**Task brief**
Resume the passage on using polar ring galaxies to measure dark halo shapes, continuing after its last sentence.

The method that has provided the most clear cut evidence for flattened halos uses polar ring galaxies (PRGs). A catalogue of such objects was compiled by Whitmore et al. (1990). The main drawback of such objects is that they are rather rare, so few have been studied in detail. Nevertheless, given the difficulties with other techniques, they are a welcome tool for probing dark halos.

Schweizer, Whitmore and Rubin (1983) and Whitmore, McElroy and Schweizer (1987) pioneered early attempts to use the kinematics of polar rings to infer something about the halo shape. Subsequently, Sackett and Sparke (1990) developed a method which uses all the observational data in deriving a realistic gravitational potential. They applied their technique to the PRG NGC 4650A. This galaxy also has a planar disk, so that there is velocity information in two planes. Consequently, the overall potential, and thus the shape of the halo, is reasonably well constrained. Sackett and Sparke (1990) fit the two rotation curves with a model consisting of a bulge, disk, axisymmetric dark halo and massive polar ring. They concluded that the halo of NGC 4650A probably had a flattening of between E3 and E7, although a spherical halo could not be ruled out. (Recall that the designation En is defined so that n = 10(1 - b/a), where a and b represent the major and minor axis, respectively.) More recent work (Sackett DMW) appears to exclude a spherical halo and points to an E6 halo surrounding NGC 4650A (see Figure 3). However, it should be stressed that NGC 4650A has the flattest halo of the three galaxies originally studied by Whitmore et al. (1987), so that further studies of more of these objects would be valuable.

**Record set**

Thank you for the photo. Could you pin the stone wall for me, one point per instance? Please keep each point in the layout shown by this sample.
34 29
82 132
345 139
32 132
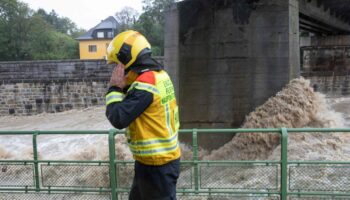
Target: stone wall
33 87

...

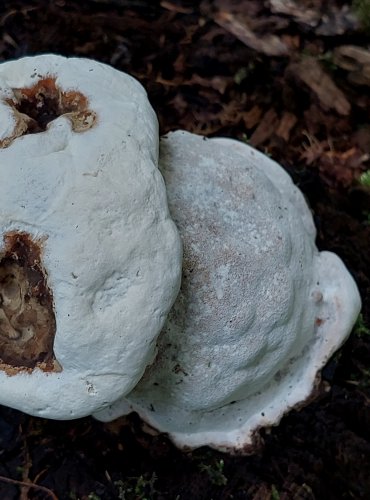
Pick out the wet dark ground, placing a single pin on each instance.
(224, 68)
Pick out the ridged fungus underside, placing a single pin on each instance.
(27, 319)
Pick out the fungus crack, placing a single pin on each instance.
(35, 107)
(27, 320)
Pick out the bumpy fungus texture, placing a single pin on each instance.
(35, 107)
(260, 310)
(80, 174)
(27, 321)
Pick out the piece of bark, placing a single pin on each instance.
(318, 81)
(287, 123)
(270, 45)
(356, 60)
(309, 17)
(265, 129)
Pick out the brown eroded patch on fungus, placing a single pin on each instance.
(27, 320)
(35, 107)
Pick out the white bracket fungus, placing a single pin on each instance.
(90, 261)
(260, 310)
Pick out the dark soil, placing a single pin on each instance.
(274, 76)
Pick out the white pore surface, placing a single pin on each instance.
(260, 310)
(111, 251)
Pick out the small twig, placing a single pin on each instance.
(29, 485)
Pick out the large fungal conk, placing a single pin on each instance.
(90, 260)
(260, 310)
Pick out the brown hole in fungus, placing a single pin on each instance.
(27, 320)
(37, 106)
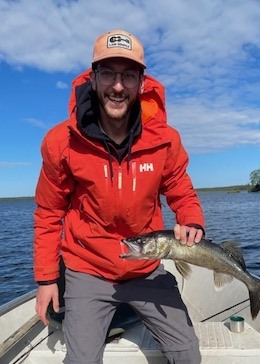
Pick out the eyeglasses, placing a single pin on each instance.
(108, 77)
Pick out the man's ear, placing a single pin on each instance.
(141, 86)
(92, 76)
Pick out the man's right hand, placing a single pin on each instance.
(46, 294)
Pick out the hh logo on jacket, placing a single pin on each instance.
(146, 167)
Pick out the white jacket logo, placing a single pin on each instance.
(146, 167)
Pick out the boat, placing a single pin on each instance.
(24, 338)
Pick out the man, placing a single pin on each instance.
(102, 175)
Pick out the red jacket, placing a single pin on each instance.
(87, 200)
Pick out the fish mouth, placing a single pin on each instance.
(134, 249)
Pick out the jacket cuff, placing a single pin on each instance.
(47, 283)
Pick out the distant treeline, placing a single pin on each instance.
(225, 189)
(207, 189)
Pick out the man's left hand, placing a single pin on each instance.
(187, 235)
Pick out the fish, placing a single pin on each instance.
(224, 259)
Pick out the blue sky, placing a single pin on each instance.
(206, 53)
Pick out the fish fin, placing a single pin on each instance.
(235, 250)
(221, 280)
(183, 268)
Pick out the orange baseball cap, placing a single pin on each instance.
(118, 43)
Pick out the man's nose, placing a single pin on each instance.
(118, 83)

**Response box**
Figure 3

Figure 3. Model fits to the equitorial disk (upper panel) and polar ring (lower panel) of the polar ring galaxy NGC 4650A. The upper panel shows the predicted velocties for dark halos of different flattenings. The E6 halo is the preferred solution. Figure courtesy of P. Sackett.

Sackett (1991) has pointed out that the full projected velocity field of the ring around 4650A and similar galaxies may be a particularly powerful diagnostic. The non-circularity of polar orbits leads to a misalignment between kinematic and morphological axes (cf. Teuben 1991 and references therein). This kinematical twisting acts as a probe of the underlying potential. The principal difficulty may lie in separating such twists from physical warps, but studying kinematic twists has the potential to yield shape information.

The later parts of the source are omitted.